▶ **MATERIAL A PROCESAR**:
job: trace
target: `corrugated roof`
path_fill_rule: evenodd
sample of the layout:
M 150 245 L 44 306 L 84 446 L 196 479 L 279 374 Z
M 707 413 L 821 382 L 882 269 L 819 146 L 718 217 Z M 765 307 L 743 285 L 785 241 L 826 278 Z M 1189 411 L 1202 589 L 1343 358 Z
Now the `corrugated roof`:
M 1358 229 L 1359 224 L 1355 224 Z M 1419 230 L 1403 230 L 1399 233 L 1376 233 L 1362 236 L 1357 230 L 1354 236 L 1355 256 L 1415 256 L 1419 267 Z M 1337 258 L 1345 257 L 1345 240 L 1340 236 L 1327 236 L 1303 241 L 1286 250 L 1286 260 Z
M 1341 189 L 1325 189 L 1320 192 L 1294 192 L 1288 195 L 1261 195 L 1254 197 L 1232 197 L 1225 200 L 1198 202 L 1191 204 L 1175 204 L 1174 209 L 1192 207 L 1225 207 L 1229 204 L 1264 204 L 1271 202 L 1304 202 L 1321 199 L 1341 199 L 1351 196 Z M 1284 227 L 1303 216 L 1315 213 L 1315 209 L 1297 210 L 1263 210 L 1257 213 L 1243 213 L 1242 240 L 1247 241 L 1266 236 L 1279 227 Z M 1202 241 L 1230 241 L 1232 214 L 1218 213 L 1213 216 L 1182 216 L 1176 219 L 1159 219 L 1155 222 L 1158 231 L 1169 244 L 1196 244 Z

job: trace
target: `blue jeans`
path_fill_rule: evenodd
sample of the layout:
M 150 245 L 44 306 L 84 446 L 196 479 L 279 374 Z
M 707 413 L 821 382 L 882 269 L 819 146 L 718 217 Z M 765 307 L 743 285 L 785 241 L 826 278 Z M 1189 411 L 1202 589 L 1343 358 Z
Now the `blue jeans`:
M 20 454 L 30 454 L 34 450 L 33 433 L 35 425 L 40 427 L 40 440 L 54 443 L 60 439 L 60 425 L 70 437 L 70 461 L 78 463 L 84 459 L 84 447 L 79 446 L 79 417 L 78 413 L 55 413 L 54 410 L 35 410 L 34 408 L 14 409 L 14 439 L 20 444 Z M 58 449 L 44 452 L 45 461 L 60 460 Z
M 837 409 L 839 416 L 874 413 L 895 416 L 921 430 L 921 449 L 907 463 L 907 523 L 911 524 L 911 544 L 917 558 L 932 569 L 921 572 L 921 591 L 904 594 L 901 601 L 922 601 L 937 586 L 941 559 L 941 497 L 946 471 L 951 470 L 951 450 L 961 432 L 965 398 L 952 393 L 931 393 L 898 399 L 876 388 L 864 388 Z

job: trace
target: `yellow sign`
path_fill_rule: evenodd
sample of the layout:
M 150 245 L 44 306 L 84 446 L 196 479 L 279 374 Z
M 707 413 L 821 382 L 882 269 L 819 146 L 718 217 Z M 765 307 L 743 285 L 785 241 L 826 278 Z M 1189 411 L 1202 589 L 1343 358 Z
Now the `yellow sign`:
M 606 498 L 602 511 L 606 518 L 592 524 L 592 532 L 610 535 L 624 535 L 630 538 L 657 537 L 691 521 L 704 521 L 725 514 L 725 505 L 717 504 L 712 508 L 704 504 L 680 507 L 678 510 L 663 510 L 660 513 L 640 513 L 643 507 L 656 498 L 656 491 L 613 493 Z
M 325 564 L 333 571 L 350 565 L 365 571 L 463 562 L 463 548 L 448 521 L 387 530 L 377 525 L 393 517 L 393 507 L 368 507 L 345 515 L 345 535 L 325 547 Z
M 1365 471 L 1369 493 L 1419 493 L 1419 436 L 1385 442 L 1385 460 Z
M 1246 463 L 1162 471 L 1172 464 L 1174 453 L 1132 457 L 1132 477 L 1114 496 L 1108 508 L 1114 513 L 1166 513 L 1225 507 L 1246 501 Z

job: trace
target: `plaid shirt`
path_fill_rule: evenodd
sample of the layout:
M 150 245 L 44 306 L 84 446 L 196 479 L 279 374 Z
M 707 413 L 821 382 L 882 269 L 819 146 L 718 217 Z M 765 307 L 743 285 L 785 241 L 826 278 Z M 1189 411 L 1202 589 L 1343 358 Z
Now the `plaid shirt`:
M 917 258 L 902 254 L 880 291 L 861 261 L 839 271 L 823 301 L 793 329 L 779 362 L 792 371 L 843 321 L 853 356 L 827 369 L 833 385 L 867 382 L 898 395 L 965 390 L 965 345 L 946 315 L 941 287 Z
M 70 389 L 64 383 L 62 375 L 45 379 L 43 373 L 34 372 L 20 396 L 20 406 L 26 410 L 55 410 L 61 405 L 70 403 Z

▶ **LO QUE SE PIDE**: Por favor, repite literalmente las filas que van desde el principio hasta la fila que contiene "M 1341 189 L", ambos extremos incluidos.

▶ **LA RESPUESTA**:
job: trace
target: `corrugated roof`
path_fill_rule: evenodd
sample of the layout:
M 150 245 L 44 306 L 84 446 L 196 479 L 279 374 Z
M 707 413 L 821 382 L 882 269 L 819 146 L 718 217 Z M 765 307 L 743 285 L 785 241 L 826 278 Z M 1189 411 L 1202 589 L 1343 358 Z
Now the `corrugated roof`:
M 1358 229 L 1359 224 L 1355 224 Z M 1419 230 L 1403 230 L 1399 233 L 1376 233 L 1362 236 L 1357 230 L 1354 236 L 1355 256 L 1415 256 L 1419 267 Z M 1337 258 L 1345 257 L 1345 240 L 1340 236 L 1327 236 L 1303 241 L 1286 250 L 1286 260 Z
M 1341 189 L 1325 189 L 1320 192 L 1294 192 L 1288 195 L 1261 195 L 1254 197 L 1232 197 L 1225 200 L 1198 202 L 1191 204 L 1175 204 L 1174 209 L 1192 207 L 1225 207 L 1229 204 L 1264 204 L 1271 202 L 1304 202 L 1321 199 L 1341 199 L 1351 196 Z M 1284 227 L 1303 216 L 1315 213 L 1315 209 L 1297 210 L 1263 210 L 1257 213 L 1243 213 L 1242 240 L 1247 241 L 1266 236 L 1279 227 Z M 1202 241 L 1230 241 L 1232 214 L 1218 213 L 1213 216 L 1182 216 L 1176 219 L 1159 219 L 1155 222 L 1158 231 L 1169 244 L 1196 244 Z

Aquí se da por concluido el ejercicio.